Data excerpts Start Marker

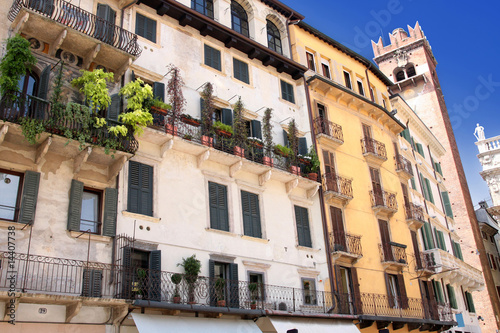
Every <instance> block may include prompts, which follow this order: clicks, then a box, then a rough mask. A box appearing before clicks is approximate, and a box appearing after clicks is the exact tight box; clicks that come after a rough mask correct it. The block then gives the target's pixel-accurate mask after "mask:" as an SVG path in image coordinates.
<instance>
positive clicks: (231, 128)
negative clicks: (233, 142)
mask: <svg viewBox="0 0 500 333" xmlns="http://www.w3.org/2000/svg"><path fill="white" fill-rule="evenodd" d="M213 129H214V130H215V133H217V135H219V136H222V137H226V138H230V137H231V136H232V135H233V134H234V132H233V128H232V127H231V126H230V125H226V124H224V123H222V122H220V121H216V122H214V124H213Z"/></svg>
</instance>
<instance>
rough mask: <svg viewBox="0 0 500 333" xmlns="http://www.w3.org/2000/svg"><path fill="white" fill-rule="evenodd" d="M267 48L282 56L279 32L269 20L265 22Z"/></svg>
mask: <svg viewBox="0 0 500 333" xmlns="http://www.w3.org/2000/svg"><path fill="white" fill-rule="evenodd" d="M267 46H268V47H269V48H270V49H271V50H273V51H275V52H277V53H279V54H283V50H282V48H281V35H280V31H279V30H278V28H277V27H276V25H274V23H273V22H271V21H269V20H267Z"/></svg>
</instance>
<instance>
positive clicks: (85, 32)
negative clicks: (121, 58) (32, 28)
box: [8, 0, 142, 57]
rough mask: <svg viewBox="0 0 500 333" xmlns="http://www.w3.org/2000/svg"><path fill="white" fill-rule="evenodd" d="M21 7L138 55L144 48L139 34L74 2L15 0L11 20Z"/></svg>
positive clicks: (87, 35)
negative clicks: (106, 19)
mask: <svg viewBox="0 0 500 333" xmlns="http://www.w3.org/2000/svg"><path fill="white" fill-rule="evenodd" d="M21 8H27V9H29V10H32V11H34V12H36V13H38V14H40V15H43V16H45V17H47V18H49V19H51V20H54V21H56V22H58V23H60V24H63V25H65V26H67V27H69V28H72V29H74V30H77V31H79V32H81V33H83V34H85V35H87V36H90V37H93V38H95V39H97V40H99V41H101V42H103V43H106V44H109V45H111V46H113V47H115V48H117V49H119V50H122V51H124V52H126V53H128V54H130V55H132V56H134V57H138V56H139V55H140V54H141V52H142V49H141V48H140V46H139V43H138V42H137V35H136V34H133V33H131V32H130V31H127V30H125V29H123V28H120V27H119V26H117V25H115V24H113V23H111V22H108V21H106V20H104V19H102V18H100V17H97V16H96V15H94V14H92V13H90V12H88V11H86V10H83V9H82V8H80V7H78V6H75V5H74V4H72V3H70V2H67V1H64V0H36V1H33V0H15V1H14V3H13V4H12V7H11V8H10V11H9V16H8V17H9V20H10V21H14V19H15V18H16V16H17V15H18V14H19V12H20V10H21Z"/></svg>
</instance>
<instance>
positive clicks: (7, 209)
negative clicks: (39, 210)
mask: <svg viewBox="0 0 500 333" xmlns="http://www.w3.org/2000/svg"><path fill="white" fill-rule="evenodd" d="M39 183H40V174H39V173H38V172H33V171H26V172H25V173H24V175H23V174H22V173H18V172H13V171H7V170H0V219H1V220H7V221H14V222H19V223H25V224H31V223H33V220H34V218H35V209H36V201H37V198H38V185H39Z"/></svg>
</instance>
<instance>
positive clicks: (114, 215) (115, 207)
mask: <svg viewBox="0 0 500 333" xmlns="http://www.w3.org/2000/svg"><path fill="white" fill-rule="evenodd" d="M117 204H118V190H117V189H116V188H107V189H106V190H105V191H104V218H103V224H102V234H103V236H109V237H114V236H116V215H117Z"/></svg>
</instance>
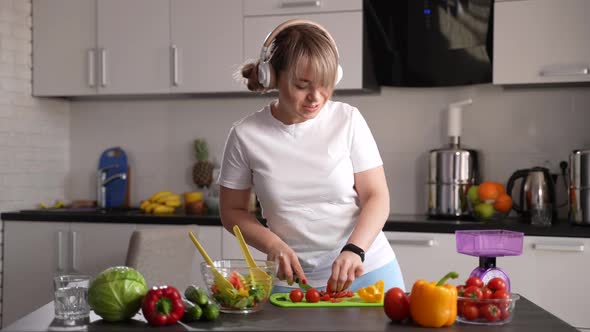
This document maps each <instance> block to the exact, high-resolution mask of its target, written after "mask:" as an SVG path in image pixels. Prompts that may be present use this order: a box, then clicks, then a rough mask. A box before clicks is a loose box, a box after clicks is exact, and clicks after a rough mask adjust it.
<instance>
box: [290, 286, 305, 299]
mask: <svg viewBox="0 0 590 332" xmlns="http://www.w3.org/2000/svg"><path fill="white" fill-rule="evenodd" d="M289 298H290V299H291V301H293V302H301V300H303V292H302V291H301V289H299V288H295V289H294V290H292V291H291V293H289Z"/></svg>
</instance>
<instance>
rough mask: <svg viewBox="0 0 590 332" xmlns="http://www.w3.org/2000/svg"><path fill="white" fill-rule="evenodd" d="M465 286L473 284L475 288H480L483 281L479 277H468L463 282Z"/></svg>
mask: <svg viewBox="0 0 590 332" xmlns="http://www.w3.org/2000/svg"><path fill="white" fill-rule="evenodd" d="M465 286H467V287H469V286H475V287H477V288H482V287H483V281H481V279H479V278H478V277H469V279H467V281H466V282H465Z"/></svg>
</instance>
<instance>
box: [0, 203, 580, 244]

Data excerpts End Marker

_Work request:_ With the images omitted, return the full material exactly.

_Solution to the problem:_
Every <instance> block may include prompts, which follow this order: clicks, then a box, then a rough mask. A box appearing before clicks is approximate, and a box appearing after clicks is the exact tight box; clicks that come after a rough mask correct it. The block then gives the target's pixel-accurate mask after "mask:" as an SVG path in image coordinates.
<instance>
positive clicks: (231, 128)
negative clicks: (233, 142)
mask: <svg viewBox="0 0 500 333" xmlns="http://www.w3.org/2000/svg"><path fill="white" fill-rule="evenodd" d="M213 129H214V130H215V133H217V135H219V136H222V137H226V138H230V137H231V136H232V135H233V134H234V132H233V128H232V127H231V126H230V125H226V124H224V123H222V122H220V121H216V122H214V124H213Z"/></svg>
</instance>
<instance>
rough mask: <svg viewBox="0 0 500 333" xmlns="http://www.w3.org/2000/svg"><path fill="white" fill-rule="evenodd" d="M267 48L282 56L279 32L269 20L265 22Z"/></svg>
mask: <svg viewBox="0 0 500 333" xmlns="http://www.w3.org/2000/svg"><path fill="white" fill-rule="evenodd" d="M267 46H268V47H269V48H270V49H271V50H273V51H275V52H277V53H279V54H283V50H282V48H281V35H280V31H279V30H278V28H277V27H276V25H274V23H273V22H271V21H269V20H267Z"/></svg>
</instance>
<instance>
positive clicks: (85, 32)
negative clicks: (121, 58) (32, 28)
box: [8, 0, 142, 57]
rough mask: <svg viewBox="0 0 500 333" xmlns="http://www.w3.org/2000/svg"><path fill="white" fill-rule="evenodd" d="M21 7L138 55L144 48L139 34L74 2L15 0L11 20Z"/></svg>
positive clicks: (87, 35)
negative clicks: (106, 19)
mask: <svg viewBox="0 0 500 333" xmlns="http://www.w3.org/2000/svg"><path fill="white" fill-rule="evenodd" d="M21 8H27V9H29V10H32V11H34V12H36V13H38V14H40V15H43V16H45V17H47V18H49V19H51V20H54V21H56V22H58V23H60V24H63V25H65V26H67V27H69V28H72V29H74V30H77V31H79V32H81V33H83V34H85V35H87V36H90V37H93V38H95V39H97V40H99V41H101V42H103V43H106V44H109V45H111V46H113V47H115V48H117V49H119V50H122V51H124V52H126V53H128V54H130V55H132V56H134V57H138V56H139V55H140V54H141V52H142V49H141V48H140V46H139V43H138V42H137V35H136V34H133V33H131V32H130V31H127V30H125V29H123V28H120V27H119V26H117V25H115V24H113V23H111V22H108V21H106V20H104V19H102V18H100V17H97V16H96V15H94V14H92V13H90V12H88V11H86V10H83V9H82V8H80V7H78V6H75V5H74V4H72V3H70V2H67V1H64V0H36V1H33V0H15V1H14V3H13V4H12V7H11V8H10V11H9V16H8V17H9V20H10V21H14V19H15V18H16V16H17V15H18V14H19V12H20V10H21Z"/></svg>
</instance>
<instance>
positive clicks: (7, 209)
negative clicks: (39, 210)
mask: <svg viewBox="0 0 500 333" xmlns="http://www.w3.org/2000/svg"><path fill="white" fill-rule="evenodd" d="M39 183H40V174H39V173H38V172H33V171H26V172H25V173H24V175H23V174H22V173H18V172H13V171H7V170H0V219H1V220H7V221H14V222H19V223H25V224H31V223H33V220H34V218H35V209H36V201H37V198H38V185H39Z"/></svg>
</instance>
<instance>
positive clicks: (114, 215) (115, 207)
mask: <svg viewBox="0 0 500 333" xmlns="http://www.w3.org/2000/svg"><path fill="white" fill-rule="evenodd" d="M117 204H118V190H117V189H116V188H107V189H106V190H105V191H104V218H103V224H102V234H103V236H109V237H114V236H116V215H117Z"/></svg>
</instance>
This document maps each <instance> block to the exact, high-resolution mask of its target, written after "mask:" as an SVG path in image pixels. Prompts that may be present use this order: a box, then clicks, then a rough mask. A box before clicks is a loose box, a box after clicks is exact, and clicks after a rough mask adjust it.
<instance>
box: [290, 286, 305, 299]
mask: <svg viewBox="0 0 590 332" xmlns="http://www.w3.org/2000/svg"><path fill="white" fill-rule="evenodd" d="M289 298H290V299H291V301H293V302H301V300H303V292H302V291H301V289H299V288H295V289H294V290H292V291H291V293H289Z"/></svg>
</instance>
<instance>
rough mask: <svg viewBox="0 0 590 332" xmlns="http://www.w3.org/2000/svg"><path fill="white" fill-rule="evenodd" d="M465 286L473 284L475 288H480L483 281L479 277H468L463 282Z"/></svg>
mask: <svg viewBox="0 0 590 332" xmlns="http://www.w3.org/2000/svg"><path fill="white" fill-rule="evenodd" d="M465 286H467V287H469V286H475V287H477V288H482V287H483V281H481V279H479V278H478V277H469V279H467V281H466V282H465Z"/></svg>
</instance>
<instance>
box: [0, 203, 580, 244]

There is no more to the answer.